## Problem requirements
Scale the material from the line with "of the building" up to and including the line with "x=354, y=80", giving both lines again with every x and y coordinate multiplied by 1.05 and rounded to a whole number, halves rounded up. Keep all other wording unchanged.

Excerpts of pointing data
- - -
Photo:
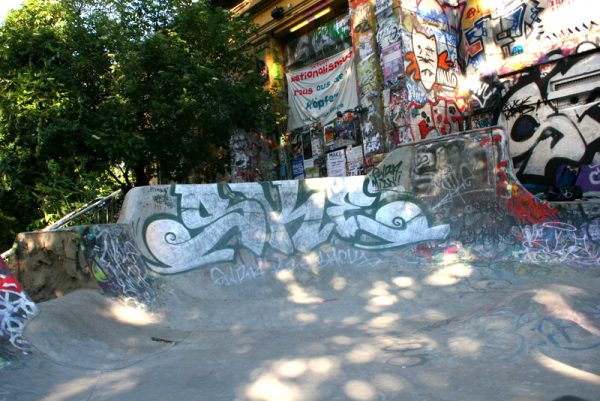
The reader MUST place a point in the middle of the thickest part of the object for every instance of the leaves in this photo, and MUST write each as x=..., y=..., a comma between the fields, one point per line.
x=99, y=94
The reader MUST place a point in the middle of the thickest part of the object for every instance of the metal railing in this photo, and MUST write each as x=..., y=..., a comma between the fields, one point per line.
x=101, y=210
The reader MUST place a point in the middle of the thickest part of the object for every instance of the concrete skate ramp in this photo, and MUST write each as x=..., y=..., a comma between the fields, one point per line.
x=437, y=277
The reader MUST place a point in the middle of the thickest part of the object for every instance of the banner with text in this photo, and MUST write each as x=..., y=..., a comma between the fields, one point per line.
x=317, y=92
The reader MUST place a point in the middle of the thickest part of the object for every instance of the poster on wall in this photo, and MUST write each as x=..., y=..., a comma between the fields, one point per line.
x=317, y=92
x=298, y=167
x=355, y=160
x=336, y=163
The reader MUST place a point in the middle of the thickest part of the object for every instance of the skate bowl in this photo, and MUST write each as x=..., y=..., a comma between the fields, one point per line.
x=435, y=277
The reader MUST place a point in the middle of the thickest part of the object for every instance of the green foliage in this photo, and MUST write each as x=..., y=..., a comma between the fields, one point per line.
x=96, y=95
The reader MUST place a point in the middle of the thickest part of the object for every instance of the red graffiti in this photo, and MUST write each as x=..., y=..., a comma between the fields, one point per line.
x=443, y=61
x=528, y=209
x=413, y=67
x=7, y=281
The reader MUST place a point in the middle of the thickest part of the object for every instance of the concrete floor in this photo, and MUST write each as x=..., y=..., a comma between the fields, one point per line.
x=425, y=333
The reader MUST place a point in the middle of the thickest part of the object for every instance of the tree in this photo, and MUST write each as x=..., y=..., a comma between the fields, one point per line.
x=98, y=94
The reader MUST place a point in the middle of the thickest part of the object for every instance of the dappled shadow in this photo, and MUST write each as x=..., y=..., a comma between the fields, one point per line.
x=445, y=331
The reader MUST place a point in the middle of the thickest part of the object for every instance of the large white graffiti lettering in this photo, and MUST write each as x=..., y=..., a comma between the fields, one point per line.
x=15, y=308
x=216, y=221
x=546, y=134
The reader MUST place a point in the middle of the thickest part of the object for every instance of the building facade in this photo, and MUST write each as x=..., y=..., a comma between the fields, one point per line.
x=354, y=80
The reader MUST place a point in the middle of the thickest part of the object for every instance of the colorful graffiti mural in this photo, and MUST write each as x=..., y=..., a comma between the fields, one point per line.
x=116, y=262
x=215, y=222
x=15, y=308
x=503, y=37
x=554, y=131
x=369, y=76
x=434, y=106
x=451, y=192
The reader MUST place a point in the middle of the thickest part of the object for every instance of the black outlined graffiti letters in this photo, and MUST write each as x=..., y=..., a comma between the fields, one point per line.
x=215, y=222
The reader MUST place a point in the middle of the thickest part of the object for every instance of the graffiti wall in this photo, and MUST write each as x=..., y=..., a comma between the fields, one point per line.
x=369, y=75
x=252, y=157
x=15, y=308
x=116, y=262
x=551, y=114
x=506, y=36
x=456, y=192
x=433, y=102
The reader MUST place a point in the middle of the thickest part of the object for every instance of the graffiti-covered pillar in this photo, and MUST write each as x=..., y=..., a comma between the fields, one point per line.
x=368, y=75
x=434, y=103
x=389, y=43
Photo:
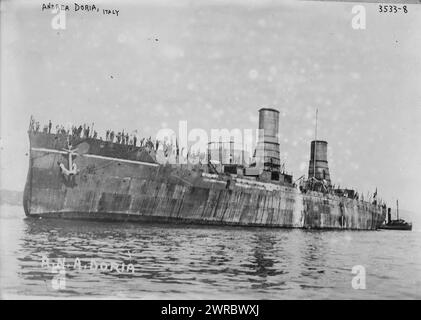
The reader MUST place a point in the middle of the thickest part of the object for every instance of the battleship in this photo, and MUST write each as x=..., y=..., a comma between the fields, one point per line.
x=73, y=176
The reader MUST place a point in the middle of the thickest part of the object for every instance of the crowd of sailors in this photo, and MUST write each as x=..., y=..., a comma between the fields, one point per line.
x=86, y=131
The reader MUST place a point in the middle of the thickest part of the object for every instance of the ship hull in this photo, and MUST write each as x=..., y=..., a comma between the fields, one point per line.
x=116, y=187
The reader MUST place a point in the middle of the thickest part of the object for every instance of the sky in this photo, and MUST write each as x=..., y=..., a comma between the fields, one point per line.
x=214, y=64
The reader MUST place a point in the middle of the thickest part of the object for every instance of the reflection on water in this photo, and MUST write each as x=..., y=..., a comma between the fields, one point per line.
x=202, y=262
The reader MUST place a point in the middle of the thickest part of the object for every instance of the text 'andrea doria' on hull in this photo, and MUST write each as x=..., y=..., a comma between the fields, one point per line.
x=74, y=174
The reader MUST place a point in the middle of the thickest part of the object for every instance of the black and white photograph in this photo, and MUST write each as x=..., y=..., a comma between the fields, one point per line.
x=210, y=150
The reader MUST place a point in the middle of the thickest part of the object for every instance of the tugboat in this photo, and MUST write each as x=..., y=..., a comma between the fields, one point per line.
x=398, y=224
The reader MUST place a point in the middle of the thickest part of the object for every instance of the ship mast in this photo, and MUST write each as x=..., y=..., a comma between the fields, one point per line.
x=315, y=147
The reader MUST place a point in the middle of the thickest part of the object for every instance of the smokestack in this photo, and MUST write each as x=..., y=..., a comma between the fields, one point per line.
x=268, y=145
x=318, y=166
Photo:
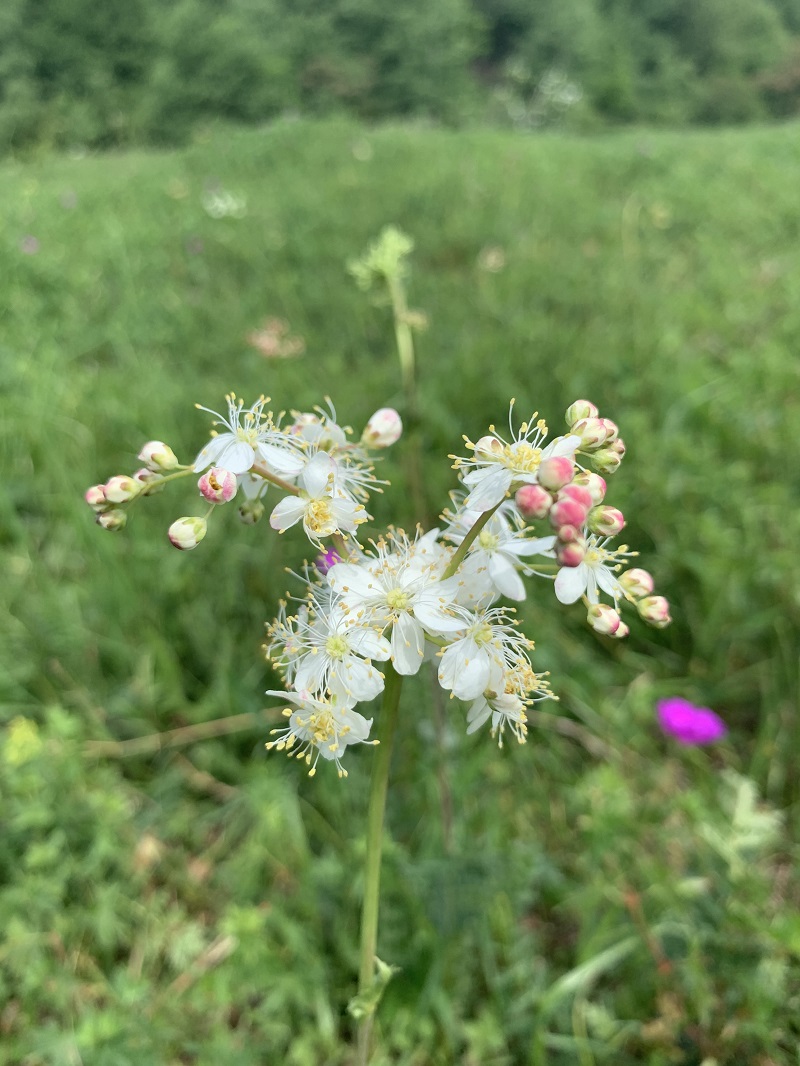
- - -
## Worked solution
The reader MUST place a point in the middle of the thickest part of the object for every instance of the building facade in this photo, and MUST write each as x=..., y=..., a comma between the fields, one point per line.
x=372, y=84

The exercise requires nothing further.